::: Passage

A training job is in Failed state.

Cause Analysis and Solution

  • The error "MoxFileNotExistsException(resp, 'file or directory or bucket not found.')" is displayed in the training logs.
    • Cause: The train_data_obs directory is not found when MoXing copies files.
    • Solution: Correct the address of the train_data_obs directory and restart the training job.

      Do not delete any objects from the OBS directory while MoXing is downloading them. This will cause the download to fail.

  • The error CUDA capability sm_80 is not compatible with the current PyTorch installation.The current PyTorch install supports CUDA capabilities sm_37 sm_50 sm_60 sm_70' is displayed in the training logs.
    • Cause: The CUDA version of the image used by the training job supports only the sm_37, sm_50, sm_60, and sm_70 accelerator cards. The sm_80 accelerator card is not supported.
    • Solution: Use a custom image to create a training job and install the target CUDA and PyTorch versions.
  • The error "ERROR:root:label_map.pbtxt cannot be found. It will take a long time to open every annotation files to generate a tmp label_map.pbtxt." is displayed in the training logs.
    • If you use an algorithm that you subscribed to from AI Gallery, make sure the data label is accurate.
    • If you use an object detection algorithm, make sure the label box of the data is non-rectangular.

      Object detection algorithms support only rectangular label boxes.

  • The error "RuntimeError: The server socket has failed to listen on any local network address. The server socket has failed to bind to [::]:29500 (errno: 98 - Address already in use). The server socket has failed to bind to 0.0.0.0:29500 (errno: 98 - Address already in use)." is displayed in the training logs.
    • Cause: The port number of the training job is not unique.
    • Solution: Change the port number in the code and restart the training job.
  • The error "WARNING: root: Retry=7, Wait=0.4, Times tamp=1697620658.6282516" is displayed in the training logs.
    • Cause: The MoXing version is too old.
    • Solution: Contact technical support engineers to upgrade MoXing to 2.1.6 or later.

::::::
::: Available data

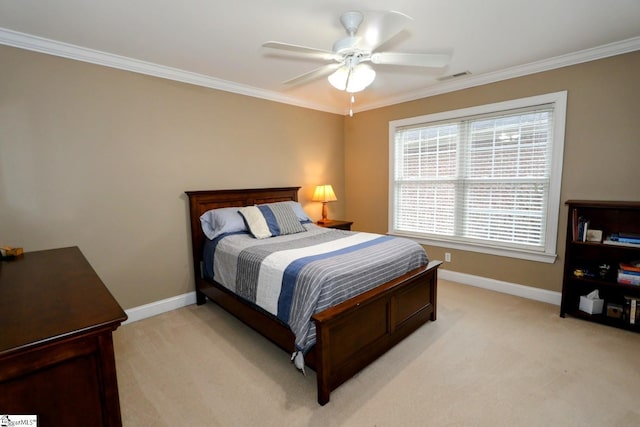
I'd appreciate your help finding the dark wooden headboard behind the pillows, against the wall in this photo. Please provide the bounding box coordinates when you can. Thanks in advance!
[185,187,300,280]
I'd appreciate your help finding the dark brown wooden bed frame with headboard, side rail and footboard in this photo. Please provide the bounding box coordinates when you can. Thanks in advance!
[186,187,441,405]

::::::

## Work instructions:
Answer these from the troubleshooting text on failed training jobs:
(a) What is the fix when the train_data_obs directory cannot be found?
(b) What causes the error saying the server socket failed to bind to port 29500?
(c) Which MoXing version should the outdated software be upgraded to?

## Solution for this problem:
(a) Correct the address of the train_data_obs directory and restart the training job.
(b) The port number of the training job is not unique.
(c) Version 2.1.6 or later.